__Written instruction__: Copy out the part of the records below that opens with the line containing "mark the black and" and runs to the end of the records, including both the first and last lines.

Collected data
○ ○ ○ ○ ○

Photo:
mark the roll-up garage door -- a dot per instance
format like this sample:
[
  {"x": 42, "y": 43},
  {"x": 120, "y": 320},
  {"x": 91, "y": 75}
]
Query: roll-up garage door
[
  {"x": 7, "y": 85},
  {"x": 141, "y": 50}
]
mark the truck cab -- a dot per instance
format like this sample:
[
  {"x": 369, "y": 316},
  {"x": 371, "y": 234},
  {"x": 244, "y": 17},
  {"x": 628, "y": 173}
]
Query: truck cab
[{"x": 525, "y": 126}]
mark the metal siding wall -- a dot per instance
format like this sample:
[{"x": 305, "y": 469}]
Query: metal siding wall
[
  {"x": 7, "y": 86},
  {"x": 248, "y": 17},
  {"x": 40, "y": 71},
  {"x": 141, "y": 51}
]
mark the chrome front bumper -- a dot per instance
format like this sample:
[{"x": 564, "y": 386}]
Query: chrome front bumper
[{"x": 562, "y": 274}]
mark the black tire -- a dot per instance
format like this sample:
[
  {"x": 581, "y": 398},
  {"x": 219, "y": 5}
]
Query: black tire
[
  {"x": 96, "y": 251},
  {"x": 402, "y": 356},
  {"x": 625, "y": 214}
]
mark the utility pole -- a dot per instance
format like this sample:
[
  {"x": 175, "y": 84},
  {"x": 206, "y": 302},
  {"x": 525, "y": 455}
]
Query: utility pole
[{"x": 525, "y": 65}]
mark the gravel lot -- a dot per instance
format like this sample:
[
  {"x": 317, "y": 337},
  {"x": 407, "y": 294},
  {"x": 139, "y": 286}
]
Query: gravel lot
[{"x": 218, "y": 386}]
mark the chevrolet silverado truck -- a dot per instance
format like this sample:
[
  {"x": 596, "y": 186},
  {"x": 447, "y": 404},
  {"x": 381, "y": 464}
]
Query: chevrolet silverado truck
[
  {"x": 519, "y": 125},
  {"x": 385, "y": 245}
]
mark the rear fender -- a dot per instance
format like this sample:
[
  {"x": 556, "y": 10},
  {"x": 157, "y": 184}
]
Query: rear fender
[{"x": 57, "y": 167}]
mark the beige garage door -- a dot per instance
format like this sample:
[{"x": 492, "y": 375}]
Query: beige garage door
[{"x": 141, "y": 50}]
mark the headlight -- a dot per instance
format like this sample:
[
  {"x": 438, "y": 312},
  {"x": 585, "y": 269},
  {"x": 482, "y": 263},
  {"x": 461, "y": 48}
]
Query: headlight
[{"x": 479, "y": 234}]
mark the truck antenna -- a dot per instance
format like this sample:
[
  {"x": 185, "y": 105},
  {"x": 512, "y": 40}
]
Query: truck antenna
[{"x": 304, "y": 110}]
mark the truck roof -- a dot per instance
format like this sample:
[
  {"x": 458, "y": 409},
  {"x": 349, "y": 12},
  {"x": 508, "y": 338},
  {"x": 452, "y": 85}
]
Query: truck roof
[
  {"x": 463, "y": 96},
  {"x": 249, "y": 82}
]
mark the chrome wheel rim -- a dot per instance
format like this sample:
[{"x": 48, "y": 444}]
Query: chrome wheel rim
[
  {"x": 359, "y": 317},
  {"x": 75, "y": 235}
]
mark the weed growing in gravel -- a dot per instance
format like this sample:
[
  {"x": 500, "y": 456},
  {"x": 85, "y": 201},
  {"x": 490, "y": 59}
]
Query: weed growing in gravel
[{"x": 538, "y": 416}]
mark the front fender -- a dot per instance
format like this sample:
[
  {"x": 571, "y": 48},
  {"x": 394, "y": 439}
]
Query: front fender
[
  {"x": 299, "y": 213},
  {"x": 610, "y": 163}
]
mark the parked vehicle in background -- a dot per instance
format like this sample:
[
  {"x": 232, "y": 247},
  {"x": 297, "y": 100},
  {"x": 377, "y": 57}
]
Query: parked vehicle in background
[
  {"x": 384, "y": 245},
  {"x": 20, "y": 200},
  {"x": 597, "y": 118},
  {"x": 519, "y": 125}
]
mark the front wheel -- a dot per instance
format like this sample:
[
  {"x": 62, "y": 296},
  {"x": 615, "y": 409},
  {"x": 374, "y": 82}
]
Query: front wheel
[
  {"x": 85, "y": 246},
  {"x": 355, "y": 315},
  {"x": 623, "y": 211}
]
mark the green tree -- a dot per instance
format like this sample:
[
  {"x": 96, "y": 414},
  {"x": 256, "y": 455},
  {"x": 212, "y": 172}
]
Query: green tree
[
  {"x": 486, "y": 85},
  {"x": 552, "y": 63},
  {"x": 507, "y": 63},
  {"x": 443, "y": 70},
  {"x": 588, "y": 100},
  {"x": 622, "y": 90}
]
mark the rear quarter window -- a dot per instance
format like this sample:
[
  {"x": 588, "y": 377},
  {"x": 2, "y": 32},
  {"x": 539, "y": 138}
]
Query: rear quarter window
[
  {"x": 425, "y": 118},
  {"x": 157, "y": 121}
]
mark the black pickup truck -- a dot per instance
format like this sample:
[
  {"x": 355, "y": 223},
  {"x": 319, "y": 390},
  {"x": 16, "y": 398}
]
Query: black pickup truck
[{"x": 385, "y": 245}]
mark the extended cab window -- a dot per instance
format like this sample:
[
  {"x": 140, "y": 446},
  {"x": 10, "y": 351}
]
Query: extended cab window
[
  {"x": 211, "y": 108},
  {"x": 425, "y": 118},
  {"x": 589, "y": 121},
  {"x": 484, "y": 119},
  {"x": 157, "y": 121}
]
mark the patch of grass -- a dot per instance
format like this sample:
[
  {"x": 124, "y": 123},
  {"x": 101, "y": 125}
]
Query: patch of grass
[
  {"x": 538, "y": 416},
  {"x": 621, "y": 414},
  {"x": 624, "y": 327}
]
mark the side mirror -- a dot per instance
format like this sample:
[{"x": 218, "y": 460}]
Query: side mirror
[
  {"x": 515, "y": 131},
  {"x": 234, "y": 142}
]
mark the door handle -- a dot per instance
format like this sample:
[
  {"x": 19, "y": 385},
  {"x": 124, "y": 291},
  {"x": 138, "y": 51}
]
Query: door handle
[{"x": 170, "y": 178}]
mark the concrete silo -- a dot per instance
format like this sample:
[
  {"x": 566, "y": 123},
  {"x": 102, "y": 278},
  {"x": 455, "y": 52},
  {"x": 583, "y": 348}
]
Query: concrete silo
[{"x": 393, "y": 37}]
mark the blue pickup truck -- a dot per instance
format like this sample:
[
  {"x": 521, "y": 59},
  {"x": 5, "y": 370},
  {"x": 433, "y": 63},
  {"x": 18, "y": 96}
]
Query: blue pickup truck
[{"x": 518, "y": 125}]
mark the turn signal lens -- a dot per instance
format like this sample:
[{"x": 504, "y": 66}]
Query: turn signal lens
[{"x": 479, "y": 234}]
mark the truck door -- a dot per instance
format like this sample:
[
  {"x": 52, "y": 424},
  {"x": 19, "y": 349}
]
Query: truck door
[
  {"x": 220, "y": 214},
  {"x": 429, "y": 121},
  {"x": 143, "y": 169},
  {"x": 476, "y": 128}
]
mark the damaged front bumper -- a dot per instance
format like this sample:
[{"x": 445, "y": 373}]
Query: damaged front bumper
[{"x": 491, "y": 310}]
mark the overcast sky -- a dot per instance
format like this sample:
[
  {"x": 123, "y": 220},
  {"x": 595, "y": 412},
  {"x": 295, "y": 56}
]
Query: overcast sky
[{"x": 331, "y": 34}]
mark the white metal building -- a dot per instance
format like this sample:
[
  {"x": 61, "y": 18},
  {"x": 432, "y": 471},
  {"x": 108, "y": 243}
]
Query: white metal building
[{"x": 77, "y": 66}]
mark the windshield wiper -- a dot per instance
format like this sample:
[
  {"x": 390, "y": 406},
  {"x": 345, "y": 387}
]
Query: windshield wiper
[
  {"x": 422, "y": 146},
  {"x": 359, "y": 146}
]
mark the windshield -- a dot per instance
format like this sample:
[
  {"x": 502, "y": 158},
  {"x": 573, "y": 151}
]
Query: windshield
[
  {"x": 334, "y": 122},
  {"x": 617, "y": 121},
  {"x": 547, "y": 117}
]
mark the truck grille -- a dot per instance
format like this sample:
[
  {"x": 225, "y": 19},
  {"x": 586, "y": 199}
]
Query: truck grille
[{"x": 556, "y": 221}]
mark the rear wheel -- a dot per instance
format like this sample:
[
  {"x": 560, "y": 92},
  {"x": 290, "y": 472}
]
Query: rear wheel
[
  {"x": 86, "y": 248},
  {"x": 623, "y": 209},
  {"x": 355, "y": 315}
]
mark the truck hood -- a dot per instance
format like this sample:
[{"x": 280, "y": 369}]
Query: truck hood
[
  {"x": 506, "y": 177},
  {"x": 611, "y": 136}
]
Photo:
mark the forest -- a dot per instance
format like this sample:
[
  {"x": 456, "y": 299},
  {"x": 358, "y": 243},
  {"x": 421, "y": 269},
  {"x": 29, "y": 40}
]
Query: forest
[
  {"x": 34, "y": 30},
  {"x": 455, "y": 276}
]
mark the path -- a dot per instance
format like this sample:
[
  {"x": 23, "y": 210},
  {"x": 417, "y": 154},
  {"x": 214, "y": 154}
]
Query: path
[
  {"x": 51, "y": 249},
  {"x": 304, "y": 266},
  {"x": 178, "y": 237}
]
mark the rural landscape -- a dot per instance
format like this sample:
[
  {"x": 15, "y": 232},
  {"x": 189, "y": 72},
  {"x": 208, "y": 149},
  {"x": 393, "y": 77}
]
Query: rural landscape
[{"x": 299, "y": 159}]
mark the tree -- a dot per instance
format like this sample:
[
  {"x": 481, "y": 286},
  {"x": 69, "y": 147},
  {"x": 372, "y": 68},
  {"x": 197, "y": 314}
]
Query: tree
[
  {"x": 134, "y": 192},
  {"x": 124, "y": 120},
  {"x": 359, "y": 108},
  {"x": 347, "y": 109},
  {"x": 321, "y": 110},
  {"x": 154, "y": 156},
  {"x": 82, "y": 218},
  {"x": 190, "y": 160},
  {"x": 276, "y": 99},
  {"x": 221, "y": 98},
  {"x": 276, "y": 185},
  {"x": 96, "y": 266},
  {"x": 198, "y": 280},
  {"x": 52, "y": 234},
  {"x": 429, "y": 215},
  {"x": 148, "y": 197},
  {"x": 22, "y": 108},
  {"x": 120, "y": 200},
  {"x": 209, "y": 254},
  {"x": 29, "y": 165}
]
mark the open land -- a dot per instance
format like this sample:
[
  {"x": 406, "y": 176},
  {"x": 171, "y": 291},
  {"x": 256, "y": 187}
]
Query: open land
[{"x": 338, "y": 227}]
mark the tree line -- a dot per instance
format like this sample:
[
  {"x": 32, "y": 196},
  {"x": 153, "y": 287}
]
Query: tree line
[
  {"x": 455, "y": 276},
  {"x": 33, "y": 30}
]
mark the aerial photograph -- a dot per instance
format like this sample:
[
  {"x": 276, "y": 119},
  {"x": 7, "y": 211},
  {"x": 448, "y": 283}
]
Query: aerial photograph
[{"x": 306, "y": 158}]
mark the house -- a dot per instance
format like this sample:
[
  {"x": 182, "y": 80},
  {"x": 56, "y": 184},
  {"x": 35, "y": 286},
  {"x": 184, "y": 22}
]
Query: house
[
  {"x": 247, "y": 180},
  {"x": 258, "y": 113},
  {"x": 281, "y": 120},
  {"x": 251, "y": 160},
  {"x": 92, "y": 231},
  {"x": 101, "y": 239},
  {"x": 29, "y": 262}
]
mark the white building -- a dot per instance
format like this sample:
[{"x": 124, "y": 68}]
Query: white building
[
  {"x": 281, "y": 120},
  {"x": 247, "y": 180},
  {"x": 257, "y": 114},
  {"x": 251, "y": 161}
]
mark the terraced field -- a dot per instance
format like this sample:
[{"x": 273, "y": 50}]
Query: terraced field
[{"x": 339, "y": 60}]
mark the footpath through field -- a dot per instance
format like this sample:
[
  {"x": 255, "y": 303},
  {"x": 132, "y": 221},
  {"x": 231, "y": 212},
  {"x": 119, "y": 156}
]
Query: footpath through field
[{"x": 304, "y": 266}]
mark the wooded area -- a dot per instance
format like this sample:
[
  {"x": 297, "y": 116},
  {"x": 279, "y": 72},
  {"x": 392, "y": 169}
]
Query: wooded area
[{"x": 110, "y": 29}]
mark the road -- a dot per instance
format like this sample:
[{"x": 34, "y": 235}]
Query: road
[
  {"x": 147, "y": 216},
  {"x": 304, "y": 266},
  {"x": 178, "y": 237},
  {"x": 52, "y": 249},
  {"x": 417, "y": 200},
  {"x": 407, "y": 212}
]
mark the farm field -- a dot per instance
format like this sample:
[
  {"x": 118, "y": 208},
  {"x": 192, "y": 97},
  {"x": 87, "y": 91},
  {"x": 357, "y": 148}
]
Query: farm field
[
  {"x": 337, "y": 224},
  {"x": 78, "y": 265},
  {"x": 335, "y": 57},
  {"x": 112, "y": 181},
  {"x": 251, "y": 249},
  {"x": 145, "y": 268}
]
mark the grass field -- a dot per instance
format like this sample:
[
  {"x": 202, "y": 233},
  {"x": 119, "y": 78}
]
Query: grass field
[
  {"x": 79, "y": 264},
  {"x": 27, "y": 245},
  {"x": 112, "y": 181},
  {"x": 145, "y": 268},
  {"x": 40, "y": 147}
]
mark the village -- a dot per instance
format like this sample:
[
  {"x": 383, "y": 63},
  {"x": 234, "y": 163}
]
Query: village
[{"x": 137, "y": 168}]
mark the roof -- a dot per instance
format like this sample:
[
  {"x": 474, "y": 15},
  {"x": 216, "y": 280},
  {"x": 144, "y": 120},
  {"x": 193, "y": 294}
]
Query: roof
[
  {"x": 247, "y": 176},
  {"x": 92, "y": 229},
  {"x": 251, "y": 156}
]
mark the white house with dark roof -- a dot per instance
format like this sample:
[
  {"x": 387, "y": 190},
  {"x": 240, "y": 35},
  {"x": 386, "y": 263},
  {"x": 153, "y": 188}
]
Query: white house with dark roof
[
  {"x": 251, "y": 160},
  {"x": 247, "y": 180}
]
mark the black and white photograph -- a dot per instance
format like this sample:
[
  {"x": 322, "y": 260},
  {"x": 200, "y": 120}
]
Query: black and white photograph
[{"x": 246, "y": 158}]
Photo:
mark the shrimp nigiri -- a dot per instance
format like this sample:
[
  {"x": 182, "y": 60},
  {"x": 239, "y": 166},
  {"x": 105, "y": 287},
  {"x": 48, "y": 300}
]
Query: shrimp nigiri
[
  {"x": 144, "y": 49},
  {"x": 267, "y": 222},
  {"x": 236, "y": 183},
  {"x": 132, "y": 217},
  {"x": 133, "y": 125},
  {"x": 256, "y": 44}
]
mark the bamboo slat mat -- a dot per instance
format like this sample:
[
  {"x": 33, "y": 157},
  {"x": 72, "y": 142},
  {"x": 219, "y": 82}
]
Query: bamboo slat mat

○ ○ ○ ○ ○

__Task response__:
mark the black and white photograph -- a dot per instance
format like this sample:
[
  {"x": 322, "y": 260},
  {"x": 200, "y": 120}
]
Query: black and white photograph
[{"x": 246, "y": 158}]
Photo:
mark the shrimp nigiri -- a dot per instance
format like this sample:
[
  {"x": 182, "y": 60},
  {"x": 239, "y": 166},
  {"x": 105, "y": 287},
  {"x": 48, "y": 300}
]
Query: shrimp nigiri
[
  {"x": 144, "y": 49},
  {"x": 267, "y": 222},
  {"x": 236, "y": 183},
  {"x": 132, "y": 217},
  {"x": 133, "y": 125},
  {"x": 256, "y": 44}
]
mark the bamboo slat mat -- a dot per instance
format like this sample:
[
  {"x": 33, "y": 157},
  {"x": 72, "y": 142},
  {"x": 219, "y": 82}
]
Query: bamboo slat mat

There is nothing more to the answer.